▸ **TO DO**
Return each line of the material below that contains the string "bird".

Point annotation dataset records
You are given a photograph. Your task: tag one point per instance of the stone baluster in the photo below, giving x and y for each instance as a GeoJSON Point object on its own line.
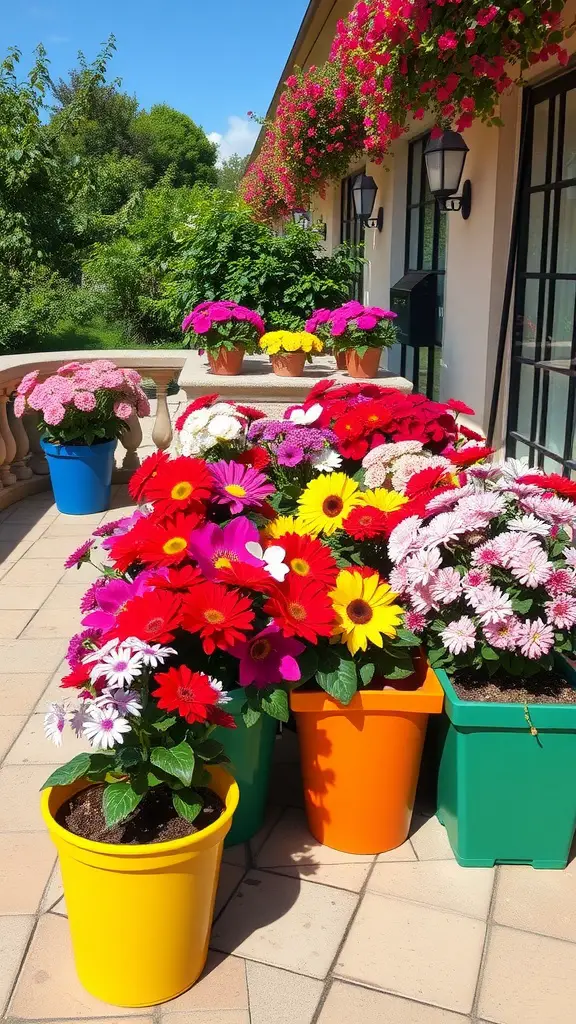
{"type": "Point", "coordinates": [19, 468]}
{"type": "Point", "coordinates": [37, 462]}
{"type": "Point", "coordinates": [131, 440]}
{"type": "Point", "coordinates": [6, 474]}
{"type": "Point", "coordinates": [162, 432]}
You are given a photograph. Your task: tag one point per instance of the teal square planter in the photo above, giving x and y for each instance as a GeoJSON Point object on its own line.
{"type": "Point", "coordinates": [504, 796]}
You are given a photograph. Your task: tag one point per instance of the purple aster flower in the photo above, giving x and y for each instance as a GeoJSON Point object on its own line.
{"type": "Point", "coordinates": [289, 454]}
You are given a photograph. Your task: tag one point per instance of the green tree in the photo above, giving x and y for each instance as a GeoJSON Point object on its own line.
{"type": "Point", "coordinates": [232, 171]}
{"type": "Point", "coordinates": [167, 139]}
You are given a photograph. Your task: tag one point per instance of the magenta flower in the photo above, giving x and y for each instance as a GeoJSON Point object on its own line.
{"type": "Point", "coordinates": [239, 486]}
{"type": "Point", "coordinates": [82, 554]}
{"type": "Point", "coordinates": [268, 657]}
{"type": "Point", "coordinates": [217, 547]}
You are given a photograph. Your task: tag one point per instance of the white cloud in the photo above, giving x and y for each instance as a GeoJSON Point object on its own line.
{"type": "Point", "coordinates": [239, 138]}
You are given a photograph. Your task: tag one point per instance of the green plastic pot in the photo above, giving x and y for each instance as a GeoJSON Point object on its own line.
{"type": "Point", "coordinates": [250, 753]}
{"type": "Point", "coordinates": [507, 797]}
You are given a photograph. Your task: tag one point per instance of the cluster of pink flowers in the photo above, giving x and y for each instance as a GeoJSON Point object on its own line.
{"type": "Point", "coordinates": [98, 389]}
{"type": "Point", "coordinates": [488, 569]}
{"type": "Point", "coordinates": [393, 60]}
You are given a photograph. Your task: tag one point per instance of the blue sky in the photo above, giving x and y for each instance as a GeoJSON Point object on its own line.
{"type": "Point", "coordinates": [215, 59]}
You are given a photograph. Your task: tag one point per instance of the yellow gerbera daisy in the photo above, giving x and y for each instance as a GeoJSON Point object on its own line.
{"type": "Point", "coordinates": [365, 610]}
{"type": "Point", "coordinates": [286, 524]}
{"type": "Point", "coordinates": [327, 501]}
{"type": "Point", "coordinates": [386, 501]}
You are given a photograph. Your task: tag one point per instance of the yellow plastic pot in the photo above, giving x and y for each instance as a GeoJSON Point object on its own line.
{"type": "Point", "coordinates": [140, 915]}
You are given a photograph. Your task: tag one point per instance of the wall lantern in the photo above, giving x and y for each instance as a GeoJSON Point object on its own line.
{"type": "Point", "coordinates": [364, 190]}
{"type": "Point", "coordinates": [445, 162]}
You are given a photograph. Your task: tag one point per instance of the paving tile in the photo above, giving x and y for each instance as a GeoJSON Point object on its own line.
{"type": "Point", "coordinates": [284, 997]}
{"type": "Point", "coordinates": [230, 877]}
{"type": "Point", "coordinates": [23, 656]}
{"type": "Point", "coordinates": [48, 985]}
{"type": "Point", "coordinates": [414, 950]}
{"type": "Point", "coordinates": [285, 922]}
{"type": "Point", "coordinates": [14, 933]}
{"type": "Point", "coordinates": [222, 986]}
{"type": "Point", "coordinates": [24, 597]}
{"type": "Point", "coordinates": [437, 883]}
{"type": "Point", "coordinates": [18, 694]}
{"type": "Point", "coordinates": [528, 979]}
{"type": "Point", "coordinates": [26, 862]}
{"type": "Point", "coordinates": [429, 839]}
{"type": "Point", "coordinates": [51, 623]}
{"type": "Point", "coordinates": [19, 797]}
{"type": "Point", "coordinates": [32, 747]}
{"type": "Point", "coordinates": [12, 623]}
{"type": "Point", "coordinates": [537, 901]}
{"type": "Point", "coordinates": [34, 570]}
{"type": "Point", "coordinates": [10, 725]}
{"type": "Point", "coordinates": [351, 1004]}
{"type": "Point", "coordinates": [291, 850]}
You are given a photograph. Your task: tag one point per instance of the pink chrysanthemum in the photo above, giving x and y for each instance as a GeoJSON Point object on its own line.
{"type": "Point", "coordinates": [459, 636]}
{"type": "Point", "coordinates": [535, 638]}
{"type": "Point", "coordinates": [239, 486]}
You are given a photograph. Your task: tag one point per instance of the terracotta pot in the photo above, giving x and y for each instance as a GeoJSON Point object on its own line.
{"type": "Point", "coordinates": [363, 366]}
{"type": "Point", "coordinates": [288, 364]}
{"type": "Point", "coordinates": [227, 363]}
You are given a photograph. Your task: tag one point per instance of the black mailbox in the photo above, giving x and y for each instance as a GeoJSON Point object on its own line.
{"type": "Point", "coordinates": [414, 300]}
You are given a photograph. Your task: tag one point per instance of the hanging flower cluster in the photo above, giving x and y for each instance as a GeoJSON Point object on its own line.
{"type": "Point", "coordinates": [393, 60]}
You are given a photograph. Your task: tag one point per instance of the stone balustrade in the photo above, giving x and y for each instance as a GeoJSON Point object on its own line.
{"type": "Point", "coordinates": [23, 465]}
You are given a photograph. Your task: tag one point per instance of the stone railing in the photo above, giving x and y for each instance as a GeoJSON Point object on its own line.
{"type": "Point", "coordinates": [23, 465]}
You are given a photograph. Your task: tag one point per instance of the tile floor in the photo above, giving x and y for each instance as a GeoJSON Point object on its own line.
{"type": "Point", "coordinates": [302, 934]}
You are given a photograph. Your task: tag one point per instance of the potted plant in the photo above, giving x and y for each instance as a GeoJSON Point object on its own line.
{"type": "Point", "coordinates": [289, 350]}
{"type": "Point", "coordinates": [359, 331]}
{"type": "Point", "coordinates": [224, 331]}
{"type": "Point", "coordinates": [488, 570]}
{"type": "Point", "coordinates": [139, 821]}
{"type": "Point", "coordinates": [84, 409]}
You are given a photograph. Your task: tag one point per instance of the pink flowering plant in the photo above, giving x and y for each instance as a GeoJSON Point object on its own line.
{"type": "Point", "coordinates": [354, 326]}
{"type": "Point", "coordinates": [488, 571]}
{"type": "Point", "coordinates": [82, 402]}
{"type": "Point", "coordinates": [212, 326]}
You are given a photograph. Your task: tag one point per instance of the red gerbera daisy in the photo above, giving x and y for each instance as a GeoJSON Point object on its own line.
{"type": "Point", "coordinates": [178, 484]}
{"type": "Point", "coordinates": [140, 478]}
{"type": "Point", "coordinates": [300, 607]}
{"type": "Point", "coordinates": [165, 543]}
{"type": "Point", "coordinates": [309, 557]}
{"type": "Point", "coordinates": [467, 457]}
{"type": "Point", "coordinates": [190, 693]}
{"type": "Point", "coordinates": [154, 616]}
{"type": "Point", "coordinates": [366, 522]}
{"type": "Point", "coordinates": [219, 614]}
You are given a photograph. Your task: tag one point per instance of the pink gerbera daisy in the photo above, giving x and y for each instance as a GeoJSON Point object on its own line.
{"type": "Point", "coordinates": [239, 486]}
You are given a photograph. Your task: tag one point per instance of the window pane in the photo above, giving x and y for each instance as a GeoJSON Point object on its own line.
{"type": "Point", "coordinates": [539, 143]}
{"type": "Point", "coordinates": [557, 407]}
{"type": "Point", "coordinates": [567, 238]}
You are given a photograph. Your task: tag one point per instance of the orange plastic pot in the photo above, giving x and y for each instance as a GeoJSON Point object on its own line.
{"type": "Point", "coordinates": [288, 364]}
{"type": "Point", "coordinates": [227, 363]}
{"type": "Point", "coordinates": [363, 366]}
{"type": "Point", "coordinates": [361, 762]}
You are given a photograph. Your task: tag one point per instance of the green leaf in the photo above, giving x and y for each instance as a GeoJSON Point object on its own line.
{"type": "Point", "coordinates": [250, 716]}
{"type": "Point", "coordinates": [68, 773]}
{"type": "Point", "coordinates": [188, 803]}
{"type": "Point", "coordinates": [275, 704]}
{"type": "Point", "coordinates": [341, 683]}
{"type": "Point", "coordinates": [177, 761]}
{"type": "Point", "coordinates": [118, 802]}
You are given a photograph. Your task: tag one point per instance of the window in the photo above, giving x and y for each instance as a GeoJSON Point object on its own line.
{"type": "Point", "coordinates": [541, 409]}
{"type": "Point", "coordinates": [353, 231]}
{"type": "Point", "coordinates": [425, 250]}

==

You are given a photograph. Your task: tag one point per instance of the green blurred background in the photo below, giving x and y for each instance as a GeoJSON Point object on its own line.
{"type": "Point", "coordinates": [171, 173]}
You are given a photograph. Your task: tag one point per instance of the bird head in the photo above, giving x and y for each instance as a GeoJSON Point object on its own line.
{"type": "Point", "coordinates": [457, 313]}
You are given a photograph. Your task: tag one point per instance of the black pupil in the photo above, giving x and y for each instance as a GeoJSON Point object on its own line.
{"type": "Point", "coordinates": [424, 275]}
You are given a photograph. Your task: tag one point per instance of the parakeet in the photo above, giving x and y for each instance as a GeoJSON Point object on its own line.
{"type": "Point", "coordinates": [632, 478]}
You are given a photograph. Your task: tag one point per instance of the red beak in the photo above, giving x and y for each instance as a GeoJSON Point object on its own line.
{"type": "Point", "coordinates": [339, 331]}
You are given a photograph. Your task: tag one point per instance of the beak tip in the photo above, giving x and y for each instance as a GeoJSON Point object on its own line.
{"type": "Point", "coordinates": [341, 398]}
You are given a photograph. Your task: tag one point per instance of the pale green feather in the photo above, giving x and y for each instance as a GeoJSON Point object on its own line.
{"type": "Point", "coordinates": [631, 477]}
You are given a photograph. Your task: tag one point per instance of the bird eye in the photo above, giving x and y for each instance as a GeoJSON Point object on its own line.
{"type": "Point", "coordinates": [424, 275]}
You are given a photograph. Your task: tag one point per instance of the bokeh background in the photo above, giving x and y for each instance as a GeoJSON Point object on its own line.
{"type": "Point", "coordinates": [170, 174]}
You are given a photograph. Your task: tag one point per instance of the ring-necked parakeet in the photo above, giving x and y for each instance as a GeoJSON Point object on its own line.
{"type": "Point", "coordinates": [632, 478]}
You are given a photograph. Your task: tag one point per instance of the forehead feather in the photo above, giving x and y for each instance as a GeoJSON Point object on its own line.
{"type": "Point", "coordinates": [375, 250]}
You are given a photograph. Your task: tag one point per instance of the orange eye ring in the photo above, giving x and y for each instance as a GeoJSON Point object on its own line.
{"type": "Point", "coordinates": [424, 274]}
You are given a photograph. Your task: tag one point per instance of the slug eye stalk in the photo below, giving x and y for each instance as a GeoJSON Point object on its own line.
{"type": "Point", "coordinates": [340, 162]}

▸ **OUTPUT BELOW**
You are given a photograph. Your task: tag one point per instance of the bird head in the photo above, giving x and y for each instance as a GeoJSON Point object on its own line.
You are given a photograph. Your task: tag one point per instance of the bird eye in the photo above, giving x and y for each instance as a GeoJSON Point object on its own line.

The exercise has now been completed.